- [GOAL OF THE EXERCISE]: Set down every entry exactly as it stands, omitting any picture.
Content starts
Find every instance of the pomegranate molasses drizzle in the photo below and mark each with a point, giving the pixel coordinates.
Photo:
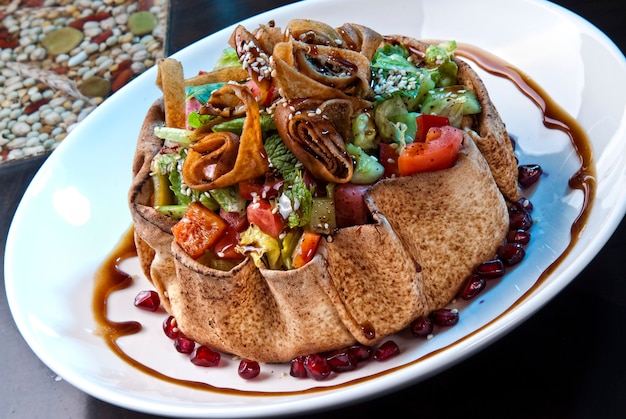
(110, 277)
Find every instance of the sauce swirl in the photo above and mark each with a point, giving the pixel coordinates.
(110, 278)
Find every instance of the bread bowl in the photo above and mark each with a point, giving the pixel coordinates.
(424, 235)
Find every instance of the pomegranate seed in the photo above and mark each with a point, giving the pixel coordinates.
(184, 345)
(445, 317)
(473, 286)
(297, 367)
(524, 204)
(422, 327)
(34, 106)
(342, 361)
(518, 236)
(147, 300)
(519, 220)
(386, 350)
(361, 352)
(511, 253)
(248, 369)
(490, 269)
(206, 357)
(317, 367)
(528, 174)
(170, 328)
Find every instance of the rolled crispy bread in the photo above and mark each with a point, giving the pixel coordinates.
(429, 232)
(488, 130)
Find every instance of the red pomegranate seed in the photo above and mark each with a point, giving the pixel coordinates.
(184, 345)
(34, 106)
(528, 174)
(490, 269)
(473, 286)
(147, 300)
(102, 37)
(524, 204)
(170, 328)
(422, 327)
(511, 253)
(387, 350)
(206, 357)
(519, 220)
(361, 352)
(518, 236)
(248, 369)
(296, 368)
(317, 367)
(342, 361)
(445, 317)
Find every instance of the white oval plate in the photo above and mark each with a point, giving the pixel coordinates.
(74, 213)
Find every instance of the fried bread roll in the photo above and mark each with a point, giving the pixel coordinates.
(428, 232)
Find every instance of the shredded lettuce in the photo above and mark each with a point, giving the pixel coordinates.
(201, 93)
(394, 74)
(439, 58)
(178, 135)
(229, 199)
(228, 58)
(367, 169)
(395, 123)
(281, 158)
(236, 125)
(364, 132)
(301, 199)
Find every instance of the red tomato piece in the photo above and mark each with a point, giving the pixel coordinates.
(425, 122)
(305, 249)
(388, 158)
(198, 230)
(261, 214)
(440, 151)
(350, 207)
(259, 188)
(238, 221)
(225, 247)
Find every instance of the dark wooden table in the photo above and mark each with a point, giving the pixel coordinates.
(567, 361)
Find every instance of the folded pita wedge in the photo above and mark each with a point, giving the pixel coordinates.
(428, 232)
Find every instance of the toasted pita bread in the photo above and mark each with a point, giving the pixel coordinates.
(430, 231)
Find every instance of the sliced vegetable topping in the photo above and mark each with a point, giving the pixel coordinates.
(284, 167)
(198, 230)
(439, 151)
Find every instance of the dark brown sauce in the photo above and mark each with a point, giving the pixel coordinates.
(110, 278)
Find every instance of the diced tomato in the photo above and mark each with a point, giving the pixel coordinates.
(389, 159)
(238, 221)
(225, 247)
(198, 230)
(264, 94)
(260, 188)
(350, 207)
(305, 249)
(439, 151)
(261, 214)
(425, 122)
Content ends
- [EXERCISE ANSWER]:
Find every instance of the pomegranate molasses drizzle in the photo below and mark each with a point, giving the pixel coordinates.
Photo:
(110, 277)
Find every instance of the sauce swirl in the photo above and mark each with a point, giving the pixel coordinates.
(110, 278)
Find every instance of the bread bowl in the photo above and mark each with a point, giving the pixel coordinates.
(424, 235)
Find every instance of the pomegranate seed in the photo above and mark each with a point, giving the pixel coordinates.
(184, 345)
(445, 317)
(473, 286)
(297, 367)
(524, 204)
(422, 327)
(34, 106)
(342, 361)
(518, 236)
(147, 300)
(519, 220)
(386, 350)
(361, 352)
(511, 253)
(248, 369)
(490, 269)
(206, 357)
(317, 367)
(528, 174)
(170, 328)
Find every instance of the rolled crispy bread in the photo above and mark each with a point, giving the pixel coordinates.
(429, 232)
(488, 130)
Find every instance of the red pomegranate seed in the photo above and mark each with a point, giving the pixel coordinates.
(184, 345)
(34, 106)
(528, 174)
(490, 269)
(473, 286)
(147, 300)
(102, 37)
(524, 204)
(170, 328)
(422, 327)
(511, 253)
(387, 350)
(206, 357)
(519, 220)
(361, 352)
(518, 236)
(248, 369)
(296, 368)
(317, 367)
(342, 361)
(445, 317)
Find every instance of the white oval plate in the photo above and mark each with a point, giving the pixel coordinates.
(74, 213)
Find every instance of the fried bread roll in the photo above and mark each with a point, giving the pixel coordinates.
(428, 232)
Find every instance of the shredded lettuce in the photo above and mark each with a point, giving the pixel coordinates.
(201, 93)
(394, 74)
(439, 58)
(178, 135)
(229, 199)
(228, 58)
(367, 169)
(395, 123)
(281, 158)
(236, 125)
(364, 132)
(301, 199)
Find every instance of the red tomato piece in the photo above and mark each with a point, giving the pixel coordinates.
(425, 122)
(305, 249)
(388, 158)
(198, 230)
(261, 214)
(440, 151)
(350, 207)
(259, 188)
(238, 221)
(225, 247)
Find every instance of the dark wooden table in the photo above and mark each with a point, giving the pixel coordinates.
(567, 361)
Find every instance of the folded pita wedge in the photo above and mark each with a point, giving the pixel coordinates.
(428, 232)
Find every instance of the toasted pita bread in the photo above and mark each with a point, giving the pixel coordinates.
(430, 231)
Find every instance of the sliced vegetable topping in the photo above and mark each with a point, giving the pixel coordinates.
(284, 167)
(198, 230)
(439, 151)
Find every instance of the dark brown sauce in the photo above and mark each with a point, giving the pixel coordinates.
(110, 278)
Find every instance of the diced tomato in the photo above and mark each with a point, giving the pixel coordinates.
(389, 159)
(238, 221)
(225, 247)
(198, 230)
(264, 94)
(260, 188)
(350, 207)
(305, 249)
(439, 151)
(261, 214)
(425, 122)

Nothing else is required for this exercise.